== DATA FOR ANALYSIS

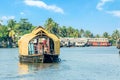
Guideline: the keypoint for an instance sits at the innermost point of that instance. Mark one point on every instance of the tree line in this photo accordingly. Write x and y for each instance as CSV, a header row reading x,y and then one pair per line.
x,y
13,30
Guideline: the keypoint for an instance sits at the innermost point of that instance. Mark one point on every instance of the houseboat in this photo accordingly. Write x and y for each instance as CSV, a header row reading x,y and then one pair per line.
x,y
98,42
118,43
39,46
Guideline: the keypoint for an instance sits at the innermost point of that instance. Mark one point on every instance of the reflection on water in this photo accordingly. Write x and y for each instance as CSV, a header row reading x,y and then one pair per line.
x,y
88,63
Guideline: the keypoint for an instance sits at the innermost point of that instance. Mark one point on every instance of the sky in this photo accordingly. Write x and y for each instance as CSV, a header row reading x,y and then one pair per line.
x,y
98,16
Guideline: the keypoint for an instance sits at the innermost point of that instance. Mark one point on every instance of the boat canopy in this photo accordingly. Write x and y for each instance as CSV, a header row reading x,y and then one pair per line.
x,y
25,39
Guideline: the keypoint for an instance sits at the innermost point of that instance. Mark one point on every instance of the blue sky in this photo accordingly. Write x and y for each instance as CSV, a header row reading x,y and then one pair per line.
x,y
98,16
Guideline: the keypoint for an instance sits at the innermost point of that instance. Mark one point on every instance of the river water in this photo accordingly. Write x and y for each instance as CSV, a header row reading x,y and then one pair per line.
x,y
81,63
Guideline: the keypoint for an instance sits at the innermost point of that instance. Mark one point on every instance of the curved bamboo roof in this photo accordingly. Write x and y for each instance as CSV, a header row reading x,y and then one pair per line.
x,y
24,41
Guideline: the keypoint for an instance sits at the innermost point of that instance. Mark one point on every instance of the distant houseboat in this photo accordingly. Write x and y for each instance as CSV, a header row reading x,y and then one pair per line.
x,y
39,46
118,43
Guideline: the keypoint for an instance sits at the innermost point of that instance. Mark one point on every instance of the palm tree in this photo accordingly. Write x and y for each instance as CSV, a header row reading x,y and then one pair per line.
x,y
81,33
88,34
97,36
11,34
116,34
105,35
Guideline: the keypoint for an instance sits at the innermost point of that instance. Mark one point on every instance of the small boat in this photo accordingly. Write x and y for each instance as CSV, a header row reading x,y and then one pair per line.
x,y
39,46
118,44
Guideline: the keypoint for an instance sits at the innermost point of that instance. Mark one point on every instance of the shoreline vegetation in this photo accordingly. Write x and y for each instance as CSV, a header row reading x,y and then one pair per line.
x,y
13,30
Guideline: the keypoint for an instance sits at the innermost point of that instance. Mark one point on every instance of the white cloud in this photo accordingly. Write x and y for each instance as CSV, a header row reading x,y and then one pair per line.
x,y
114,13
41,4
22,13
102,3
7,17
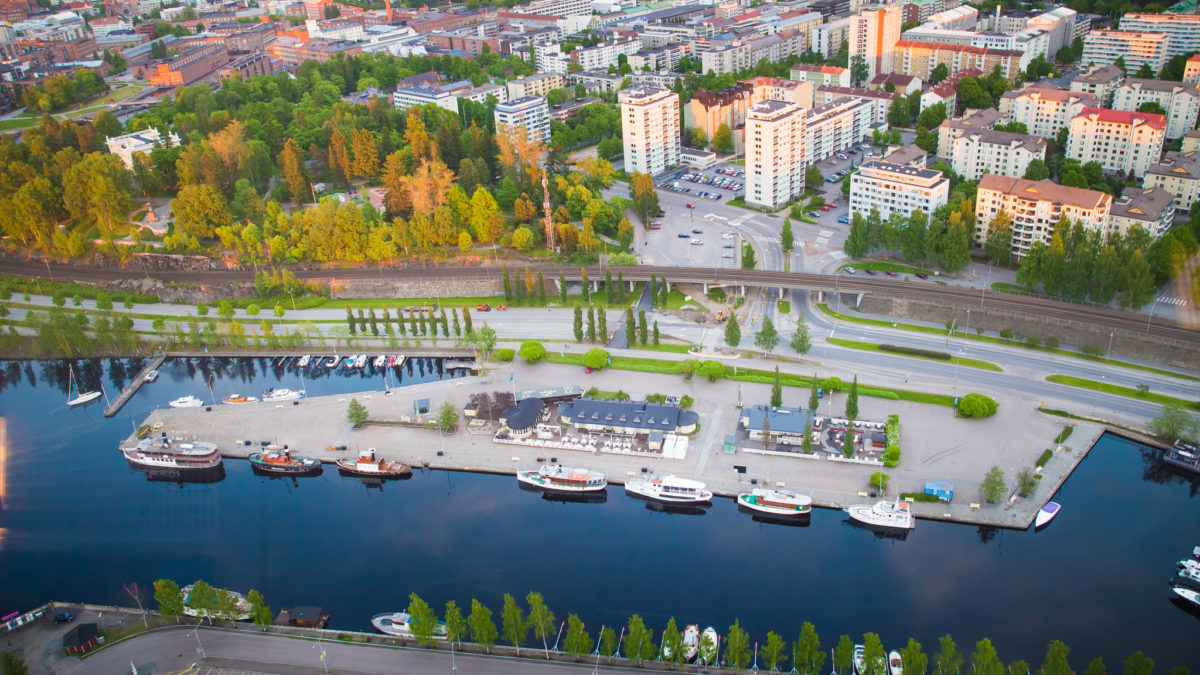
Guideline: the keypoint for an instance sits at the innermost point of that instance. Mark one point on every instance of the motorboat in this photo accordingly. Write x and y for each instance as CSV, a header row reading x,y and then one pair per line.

====

**THE PROBLEM:** In the records above, find the line that contains "of the white". Retype it and every line after it, exactly, leaving out all pictures.

**WORKED SOLUTION:**
Guideline: the keypoint for an instance sits at the innermost point of that instance. Mark one point on every instance of the white cloud in this photo accordingly. Write x and y for each instance as CSV, a header row reading x,y and then one pair per line.
x,y
114,13
41,4
22,13
102,3
7,17
Guideline: the keypoint for an instance sits at the innermost point of that instance. Mark one point on every instance of the motorboat in this photo accordingly. Write x and y for each instance as CSV, a header row reading x,y and then one pair per line.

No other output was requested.